Text shown:
┌──

Dr. Barbara Cohn, epidemiologist and director of the Child Health and Development Studies, a program of the Public Health Institute, tests pregnancy blood to see if environmental chemical exposure in utero eventually results in breast cancer in the child. She explains the links she’s found, and what they tell us about cancer prevention. She is joined by Dr. Linda Birnbaum, director of the National Institute of Environmental Health Sciences (NIEHS), one of the National Institutes of Health (NIH).
Jenny Singleton got breast cancer at age 48. So did her mother, at age 66. “When my breast cancer was diagnosed, I immediately thought we must have a gene for it,” Jenny Singleton said. “So I was tested and I didn’t have the BRCA gene. And so that’s often left me wondering well, then why is it that my mom and I both got breast cancer?”
Cancer susceptibility genes are estimated to account for only 5-10% of breast cancers overall. Now the Singletons and thousands of other families are part of a study that is looking to see if there is evidence that environmental exposures in utero could account for some breast cancers later in life.
Barbara Cohn is leading this research. Cohn is the director of the Child Health and Development Studies (CHDS) in Oakland, Calif. From 1959 to 1967, CHDS researchers enrolled some 20,000 pregnant women — including Jenny’s mother, Bernice — in a long-term study to track their health and the health of their children.
Over the past 55 years, researchers have continued to track those families, using the data to investigate everything from the effects of smoking and exposure to pesticides during pregnancy, to possible root causes of schizophrenia.

└──

Given information:
┌──

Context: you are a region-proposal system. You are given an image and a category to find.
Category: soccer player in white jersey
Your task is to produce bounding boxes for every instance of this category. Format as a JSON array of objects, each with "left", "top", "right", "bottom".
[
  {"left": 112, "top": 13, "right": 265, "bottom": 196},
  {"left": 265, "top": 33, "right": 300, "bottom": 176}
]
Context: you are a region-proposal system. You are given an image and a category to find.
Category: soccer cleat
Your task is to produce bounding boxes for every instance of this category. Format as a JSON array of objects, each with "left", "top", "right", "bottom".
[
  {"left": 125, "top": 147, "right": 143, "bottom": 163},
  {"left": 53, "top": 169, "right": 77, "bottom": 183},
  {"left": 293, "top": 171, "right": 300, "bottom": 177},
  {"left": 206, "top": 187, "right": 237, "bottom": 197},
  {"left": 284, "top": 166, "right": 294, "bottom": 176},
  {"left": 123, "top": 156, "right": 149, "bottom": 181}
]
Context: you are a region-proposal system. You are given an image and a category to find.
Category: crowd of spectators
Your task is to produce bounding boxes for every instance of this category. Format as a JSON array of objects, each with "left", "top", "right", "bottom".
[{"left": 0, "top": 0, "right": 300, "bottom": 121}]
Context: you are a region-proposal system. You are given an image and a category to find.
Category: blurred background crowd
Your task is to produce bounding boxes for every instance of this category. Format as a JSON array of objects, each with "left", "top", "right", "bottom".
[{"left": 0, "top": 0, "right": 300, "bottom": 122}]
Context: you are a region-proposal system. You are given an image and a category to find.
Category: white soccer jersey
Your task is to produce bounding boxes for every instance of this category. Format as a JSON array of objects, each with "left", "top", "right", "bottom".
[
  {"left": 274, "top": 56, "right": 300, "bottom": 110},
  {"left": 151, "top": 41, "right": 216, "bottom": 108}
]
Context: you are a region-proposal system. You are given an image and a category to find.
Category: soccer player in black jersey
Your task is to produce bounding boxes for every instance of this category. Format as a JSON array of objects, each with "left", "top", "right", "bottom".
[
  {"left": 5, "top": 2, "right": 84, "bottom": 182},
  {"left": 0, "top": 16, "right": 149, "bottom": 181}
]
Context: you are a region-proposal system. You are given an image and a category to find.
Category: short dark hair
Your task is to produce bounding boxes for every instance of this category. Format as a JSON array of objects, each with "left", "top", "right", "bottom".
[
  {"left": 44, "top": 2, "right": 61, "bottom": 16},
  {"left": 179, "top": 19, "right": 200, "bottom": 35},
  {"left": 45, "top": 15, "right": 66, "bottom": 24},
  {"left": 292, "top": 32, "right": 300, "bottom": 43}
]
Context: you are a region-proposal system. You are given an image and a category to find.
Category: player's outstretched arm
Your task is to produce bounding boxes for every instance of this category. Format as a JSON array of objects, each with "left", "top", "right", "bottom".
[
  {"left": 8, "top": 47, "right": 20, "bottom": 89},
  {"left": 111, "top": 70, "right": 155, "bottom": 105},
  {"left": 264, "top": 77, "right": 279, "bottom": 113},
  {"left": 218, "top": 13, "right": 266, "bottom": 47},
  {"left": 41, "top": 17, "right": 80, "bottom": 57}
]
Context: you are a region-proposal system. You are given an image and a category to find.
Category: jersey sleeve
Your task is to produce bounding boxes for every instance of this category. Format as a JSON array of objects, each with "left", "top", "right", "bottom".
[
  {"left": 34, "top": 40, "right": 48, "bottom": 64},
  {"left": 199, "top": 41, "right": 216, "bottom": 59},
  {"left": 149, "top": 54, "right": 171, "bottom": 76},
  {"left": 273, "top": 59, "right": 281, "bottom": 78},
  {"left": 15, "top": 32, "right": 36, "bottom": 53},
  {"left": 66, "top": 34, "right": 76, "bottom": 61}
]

└──

Work to complete:
Could you write out, word for word, the entire passage above about Barbara Cohn's research on prenatal chemical exposure and breast cancer?

Result:
Dr. Barbara Cohn, epidemiologist and director of the Child Health and Development Studies, a program of the Public Health Institute, tests pregnancy blood to see if environmental chemical exposure in utero eventually results in breast cancer in the child. She explains the links she’s found, and what they tell us about cancer prevention. She is joined by Dr. Linda Birnbaum, director of the National Institute of Environmental Health Sciences (NIEHS), one of the National Institutes of Health (NIH).
Jenny Singleton got breast cancer at age 48. So did her mother, at age 66. “When my breast cancer was diagnosed, I immediately thought we must have a gene for it,” Jenny Singleton said. “So I was tested and I didn’t have the BRCA gene. And so that’s often left me wondering well, then why is it that my mom and I both got breast cancer?”
Cancer susceptibility genes are estimated to account for only 5-10% of breast cancers overall. Now the Singletons and thousands of other families are part of a study that is looking to see if there is evidence that environmental exposures in utero could account for some breast cancers later in life.
Barbara Cohn is leading this research. Cohn is the director of the Child Health and Development Studies (CHDS) in Oakland, Calif. From 1959 to 1967, CHDS researchers enrolled some 20,000 pregnant women — including Jenny’s mother, Bernice — in a long-term study to track their health and the health of their children.
Over the past 55 years, researchers have continued to track those families, using the data to investigate everything from the effects of smoking and exposure to pesticides during pregnancy, to possible root causes of schizophrenia.